§ AIM OF THE EXERCISE
Copy each line of the data exactly. Leave nothing out.
-- TASK DATA follows --
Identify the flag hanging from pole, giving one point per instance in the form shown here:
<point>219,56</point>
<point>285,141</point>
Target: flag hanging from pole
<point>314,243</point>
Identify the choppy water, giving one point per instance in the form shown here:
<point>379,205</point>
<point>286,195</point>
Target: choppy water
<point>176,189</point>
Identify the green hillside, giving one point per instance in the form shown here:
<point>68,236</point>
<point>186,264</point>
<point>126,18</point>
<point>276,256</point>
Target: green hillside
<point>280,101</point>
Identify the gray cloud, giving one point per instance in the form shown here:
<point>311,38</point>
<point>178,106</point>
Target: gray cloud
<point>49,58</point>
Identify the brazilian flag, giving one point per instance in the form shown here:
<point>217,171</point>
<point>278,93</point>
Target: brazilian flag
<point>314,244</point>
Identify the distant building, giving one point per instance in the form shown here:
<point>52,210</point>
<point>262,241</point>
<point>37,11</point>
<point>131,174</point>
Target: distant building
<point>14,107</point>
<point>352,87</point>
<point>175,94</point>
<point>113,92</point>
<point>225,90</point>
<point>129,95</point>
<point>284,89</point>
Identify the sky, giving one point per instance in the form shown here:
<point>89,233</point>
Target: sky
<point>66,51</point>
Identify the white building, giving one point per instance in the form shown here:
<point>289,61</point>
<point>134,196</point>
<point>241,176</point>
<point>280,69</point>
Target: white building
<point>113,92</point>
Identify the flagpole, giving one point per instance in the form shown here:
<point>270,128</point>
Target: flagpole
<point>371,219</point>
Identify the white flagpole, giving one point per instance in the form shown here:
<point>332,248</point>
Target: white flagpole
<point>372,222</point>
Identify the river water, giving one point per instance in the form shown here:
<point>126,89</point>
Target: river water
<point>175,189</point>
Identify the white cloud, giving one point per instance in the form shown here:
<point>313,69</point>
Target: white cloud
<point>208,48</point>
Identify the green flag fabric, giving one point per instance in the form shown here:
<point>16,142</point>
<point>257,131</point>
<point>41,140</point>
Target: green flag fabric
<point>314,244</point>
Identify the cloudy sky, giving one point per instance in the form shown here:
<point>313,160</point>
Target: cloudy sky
-- TASK DATA concluded --
§ WRITTEN ANSWER
Identify the flag hanging from pole, giving one point per instance in the form shown here:
<point>219,56</point>
<point>285,141</point>
Target: flag hanging from pole
<point>314,243</point>
Identify the choppy water, giving one point per instance in the form shown here:
<point>379,205</point>
<point>286,195</point>
Target: choppy water
<point>176,189</point>
Identify the green hillside, giving one point per instance in the form shown here:
<point>68,236</point>
<point>186,264</point>
<point>126,18</point>
<point>276,256</point>
Target: green hillside
<point>280,101</point>
Identify the gray cloud, giving one point per instance in the form shown here:
<point>311,38</point>
<point>178,106</point>
Target: gray cloud
<point>49,58</point>
Identify the brazilian flag, giving one point per instance in the form shown here:
<point>217,171</point>
<point>278,93</point>
Target: brazilian flag
<point>314,244</point>
Identify the distant building, giving one point per instance in the form shown here:
<point>52,210</point>
<point>262,241</point>
<point>37,11</point>
<point>131,174</point>
Target: distant building
<point>14,107</point>
<point>352,87</point>
<point>175,94</point>
<point>113,92</point>
<point>225,90</point>
<point>129,95</point>
<point>284,89</point>
Identify the sky, giving one point per instance in the form shown here:
<point>89,233</point>
Target: sky
<point>66,51</point>
Identify the white building, giving one point per instance in the form shown here:
<point>289,61</point>
<point>134,196</point>
<point>241,176</point>
<point>280,69</point>
Target: white building
<point>113,92</point>
Identify the flagpole, giving one point per instance in the form shown here:
<point>270,128</point>
Target: flagpole
<point>371,219</point>
Identify the white flagpole, giving one point per instance in the form shown here:
<point>332,248</point>
Target: white flagpole
<point>372,222</point>
Identify the river water, giving one point per instance in the form shown here:
<point>126,89</point>
Target: river water
<point>175,189</point>
Identify the white cloud, giving one point per instance in the form shown here:
<point>313,69</point>
Target: white cloud
<point>208,48</point>
Identify the green flag fabric, giving one point per instance in the form shown here:
<point>16,142</point>
<point>257,131</point>
<point>41,140</point>
Target: green flag fabric
<point>314,244</point>
Identify the cloudy sky, giving one point per instance in the form shown here:
<point>313,160</point>
Target: cloudy sky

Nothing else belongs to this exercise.